» Aim of the task
Rewrite all of the items below, swapping "inside_test" for "fill_rule" and changing nothing else. Leave the pictures out of your answer.

·····

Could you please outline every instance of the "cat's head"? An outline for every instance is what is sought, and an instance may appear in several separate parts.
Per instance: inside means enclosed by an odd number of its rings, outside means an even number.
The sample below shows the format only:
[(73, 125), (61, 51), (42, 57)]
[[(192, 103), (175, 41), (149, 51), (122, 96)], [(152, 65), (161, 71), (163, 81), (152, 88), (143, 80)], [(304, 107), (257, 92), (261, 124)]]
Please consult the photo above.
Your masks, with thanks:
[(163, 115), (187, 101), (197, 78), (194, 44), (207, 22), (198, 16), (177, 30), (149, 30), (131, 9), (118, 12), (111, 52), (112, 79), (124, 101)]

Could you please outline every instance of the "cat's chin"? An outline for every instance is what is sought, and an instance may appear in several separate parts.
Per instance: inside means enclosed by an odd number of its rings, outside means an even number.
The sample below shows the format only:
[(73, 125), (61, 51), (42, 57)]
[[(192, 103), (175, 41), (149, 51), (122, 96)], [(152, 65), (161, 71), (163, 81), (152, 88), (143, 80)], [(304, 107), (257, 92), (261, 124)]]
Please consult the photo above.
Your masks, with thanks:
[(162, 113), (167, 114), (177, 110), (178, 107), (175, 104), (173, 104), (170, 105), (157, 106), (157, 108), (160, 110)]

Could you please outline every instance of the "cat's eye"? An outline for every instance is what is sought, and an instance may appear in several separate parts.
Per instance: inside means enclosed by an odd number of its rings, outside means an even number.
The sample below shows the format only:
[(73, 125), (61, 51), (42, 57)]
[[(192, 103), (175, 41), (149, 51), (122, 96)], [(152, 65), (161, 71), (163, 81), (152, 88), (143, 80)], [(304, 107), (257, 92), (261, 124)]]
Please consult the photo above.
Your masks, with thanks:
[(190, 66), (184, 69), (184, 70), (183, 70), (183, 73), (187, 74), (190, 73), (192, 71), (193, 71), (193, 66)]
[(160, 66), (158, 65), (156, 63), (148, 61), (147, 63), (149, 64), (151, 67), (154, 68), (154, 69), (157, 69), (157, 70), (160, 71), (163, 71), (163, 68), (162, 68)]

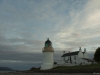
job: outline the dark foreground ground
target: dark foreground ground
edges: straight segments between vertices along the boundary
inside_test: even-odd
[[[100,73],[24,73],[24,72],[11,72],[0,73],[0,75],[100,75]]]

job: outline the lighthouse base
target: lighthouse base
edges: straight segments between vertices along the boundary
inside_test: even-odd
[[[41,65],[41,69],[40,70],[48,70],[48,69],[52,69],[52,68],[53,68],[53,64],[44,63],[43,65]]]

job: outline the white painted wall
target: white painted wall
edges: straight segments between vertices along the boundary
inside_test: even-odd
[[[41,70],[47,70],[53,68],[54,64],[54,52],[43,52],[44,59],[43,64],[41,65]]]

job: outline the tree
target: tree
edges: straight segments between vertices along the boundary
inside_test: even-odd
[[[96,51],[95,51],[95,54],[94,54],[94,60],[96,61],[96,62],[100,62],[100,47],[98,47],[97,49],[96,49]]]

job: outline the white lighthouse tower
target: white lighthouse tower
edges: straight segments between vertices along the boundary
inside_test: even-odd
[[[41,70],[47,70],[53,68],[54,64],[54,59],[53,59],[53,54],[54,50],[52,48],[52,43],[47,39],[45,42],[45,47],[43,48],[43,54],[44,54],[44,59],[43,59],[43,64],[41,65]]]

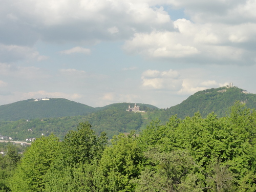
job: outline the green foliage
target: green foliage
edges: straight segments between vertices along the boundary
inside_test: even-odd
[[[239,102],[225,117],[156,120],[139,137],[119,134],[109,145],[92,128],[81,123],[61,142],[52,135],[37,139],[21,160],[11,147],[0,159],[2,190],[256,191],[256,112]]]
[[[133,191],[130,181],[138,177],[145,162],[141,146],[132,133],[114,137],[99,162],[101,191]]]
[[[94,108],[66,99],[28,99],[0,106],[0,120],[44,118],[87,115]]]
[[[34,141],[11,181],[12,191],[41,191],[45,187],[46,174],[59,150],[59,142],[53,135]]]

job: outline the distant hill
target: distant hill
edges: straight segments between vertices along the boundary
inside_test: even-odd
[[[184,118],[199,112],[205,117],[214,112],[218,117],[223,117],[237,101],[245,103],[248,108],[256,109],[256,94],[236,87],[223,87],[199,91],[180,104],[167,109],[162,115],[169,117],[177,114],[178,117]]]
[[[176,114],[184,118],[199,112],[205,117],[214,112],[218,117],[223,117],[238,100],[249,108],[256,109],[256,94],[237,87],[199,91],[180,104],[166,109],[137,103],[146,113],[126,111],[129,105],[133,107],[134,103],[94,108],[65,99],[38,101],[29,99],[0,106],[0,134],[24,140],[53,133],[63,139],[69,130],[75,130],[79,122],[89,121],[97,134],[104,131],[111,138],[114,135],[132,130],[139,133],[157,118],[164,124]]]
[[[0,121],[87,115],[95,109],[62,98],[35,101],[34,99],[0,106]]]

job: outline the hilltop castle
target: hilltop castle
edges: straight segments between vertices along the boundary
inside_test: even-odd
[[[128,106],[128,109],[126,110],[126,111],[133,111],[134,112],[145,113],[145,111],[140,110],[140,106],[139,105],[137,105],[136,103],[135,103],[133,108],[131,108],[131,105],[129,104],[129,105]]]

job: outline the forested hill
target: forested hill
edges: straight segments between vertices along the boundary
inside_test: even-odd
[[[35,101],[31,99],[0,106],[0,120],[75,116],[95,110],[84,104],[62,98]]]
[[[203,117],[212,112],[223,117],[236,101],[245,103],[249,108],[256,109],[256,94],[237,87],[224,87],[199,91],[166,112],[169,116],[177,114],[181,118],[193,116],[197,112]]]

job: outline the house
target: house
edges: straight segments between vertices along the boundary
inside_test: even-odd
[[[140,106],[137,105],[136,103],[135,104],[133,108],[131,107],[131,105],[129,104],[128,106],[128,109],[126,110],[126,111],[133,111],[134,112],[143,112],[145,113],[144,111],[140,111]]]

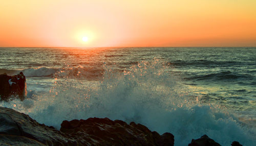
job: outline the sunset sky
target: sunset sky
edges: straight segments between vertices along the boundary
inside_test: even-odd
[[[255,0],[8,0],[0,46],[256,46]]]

·····

» Response to this task
Could you please outline every instance of the "cat's head"? An outline for every instance is what is sought, and an instance may appear in several separate parts.
Per instance: inside means enclosed by an odd number of its rings, outside means an even number.
The sample below shows the format only:
[(73, 125), (61, 51), (42, 57)]
[[(192, 103), (175, 41), (149, 51), (122, 96)], [(152, 65), (161, 71), (163, 81), (152, 88), (143, 80)], [(304, 107), (257, 92), (261, 124)]]
Please consult the photo above.
Your masks, with thanks:
[(163, 115), (187, 101), (197, 78), (194, 44), (207, 22), (198, 16), (177, 30), (149, 30), (131, 9), (118, 12), (111, 52), (112, 79), (124, 101)]

Could you please outline every instance of the "cat's chin"? An outline for every instance is what is sought, and an instance may appear in several separate parts.
Per instance: inside means enclosed by an odd number of its rings, outside means an even number.
The sample below shows the format only:
[(73, 125), (61, 51), (42, 57)]
[[(192, 103), (175, 41), (149, 51), (122, 96)], [(152, 65), (161, 71), (163, 81), (152, 88), (143, 80)], [(304, 107), (257, 92), (261, 124)]]
Please consult the photo above.
Your masks, with thanks:
[(162, 113), (167, 114), (177, 110), (178, 107), (175, 104), (173, 104), (170, 105), (157, 106), (157, 108), (160, 110)]

Could you please outline every instance of the "cat's eye"? An outline for every instance is what is sought, and an instance may appear in several separate parts.
Per instance: inside means enclosed by an odd number of its rings, outside means an even number.
The sample below shows the format only:
[(73, 125), (61, 51), (42, 57)]
[[(192, 103), (175, 41), (149, 51), (122, 96)], [(152, 65), (161, 71), (163, 81), (152, 88), (143, 80)], [(304, 107), (257, 92), (261, 124)]]
Please consult the photo above.
Your masks, with thanks:
[(190, 66), (184, 69), (184, 70), (183, 70), (183, 73), (187, 74), (190, 73), (192, 71), (193, 71), (193, 66)]
[(160, 66), (158, 65), (156, 63), (148, 61), (147, 63), (149, 64), (151, 67), (154, 68), (154, 69), (157, 69), (157, 70), (160, 71), (163, 71), (163, 68), (162, 68)]

job: outline the dark foreground ground
target: dark foreground ground
edges: straight segments between vertices along the boundary
fill_rule: even-odd
[[[100,73],[24,73],[24,72],[11,72],[0,73],[0,75],[100,75]]]

job: outline the lighthouse base
target: lighthouse base
edges: straight segments between vertices along the boundary
fill_rule: even-odd
[[[41,65],[41,69],[40,70],[48,70],[48,69],[52,69],[52,68],[53,68],[53,64],[44,63],[43,65]]]

job: outline the white painted wall
target: white painted wall
edges: straight segments between vertices along the boundary
fill_rule: even-odd
[[[41,70],[47,70],[53,68],[54,64],[54,52],[43,52],[44,59],[43,64],[41,65]]]

job: outline the tree
target: tree
edges: straight segments between vertices along the boundary
fill_rule: even-odd
[[[96,51],[95,51],[95,54],[94,54],[94,60],[96,61],[96,62],[100,62],[100,47],[98,47],[97,49],[96,49]]]

job: outline the white lighthouse tower
target: white lighthouse tower
edges: straight segments between vertices along the boundary
fill_rule: even-odd
[[[41,70],[47,70],[53,68],[54,64],[54,59],[53,59],[53,54],[54,50],[52,48],[52,43],[47,39],[45,42],[45,47],[43,48],[43,54],[44,54],[44,59],[43,59],[43,64],[41,65]]]

job: outline the green foliage
target: green foliage
edges: straight segments between vertices along the boundary
fill_rule: even-odd
[[[239,102],[225,117],[156,120],[139,137],[119,134],[109,145],[92,128],[81,123],[61,142],[52,135],[37,139],[21,160],[11,147],[0,159],[2,190],[256,191],[256,112]]]
[[[133,191],[130,181],[138,177],[145,162],[141,146],[132,133],[114,137],[99,162],[101,191]]]
[[[94,108],[66,99],[28,99],[0,106],[0,120],[44,118],[87,115]]]
[[[34,141],[11,181],[12,191],[41,191],[45,187],[46,174],[59,150],[59,142],[53,135]]]

job: outline the distant hill
target: distant hill
edges: straight segments between vertices along the boundary
fill_rule: even-odd
[[[184,118],[199,112],[205,117],[214,112],[218,117],[223,117],[237,101],[245,103],[248,108],[256,109],[256,94],[236,87],[223,87],[199,91],[180,104],[167,109],[162,115],[169,117],[177,114],[178,117]]]
[[[176,114],[184,118],[199,112],[205,117],[214,112],[218,117],[223,117],[238,100],[249,108],[256,109],[256,94],[237,87],[199,91],[180,104],[166,109],[137,103],[146,113],[126,111],[129,105],[133,107],[134,103],[94,108],[65,99],[38,101],[29,99],[0,106],[0,134],[24,140],[53,133],[63,139],[69,130],[75,130],[79,122],[89,121],[97,134],[104,131],[111,138],[114,135],[132,130],[139,133],[157,118],[164,124]]]
[[[0,121],[87,115],[95,109],[62,98],[35,101],[34,99],[0,106]]]

job: outline the hilltop castle
target: hilltop castle
edges: straight segments between vertices along the boundary
fill_rule: even-odd
[[[128,106],[128,109],[126,110],[126,111],[133,111],[134,112],[145,113],[145,111],[140,110],[140,106],[139,105],[137,105],[136,103],[135,103],[133,108],[131,108],[131,105],[129,104],[129,105]]]

job: outline the forested hill
target: forested hill
edges: straight segments between vertices along the boundary
fill_rule: even-odd
[[[35,101],[31,99],[0,106],[0,120],[75,116],[95,110],[84,104],[62,98]]]
[[[203,117],[212,112],[223,117],[236,101],[245,103],[249,108],[256,109],[256,94],[237,87],[224,87],[199,91],[166,112],[169,116],[177,114],[181,118],[193,116],[197,112]]]

job: outline the house
target: house
edges: straight segments between vertices along the boundary
fill_rule: even-odd
[[[140,106],[137,105],[136,103],[135,104],[133,108],[131,107],[131,105],[129,104],[128,106],[128,109],[126,110],[126,111],[133,111],[134,112],[143,112],[145,113],[144,111],[140,111]]]

job: outline the sunset sky
target: sunset sky
edges: straight segments between vertices along the boundary
fill_rule: even-odd
[[[255,0],[8,0],[0,46],[256,46]]]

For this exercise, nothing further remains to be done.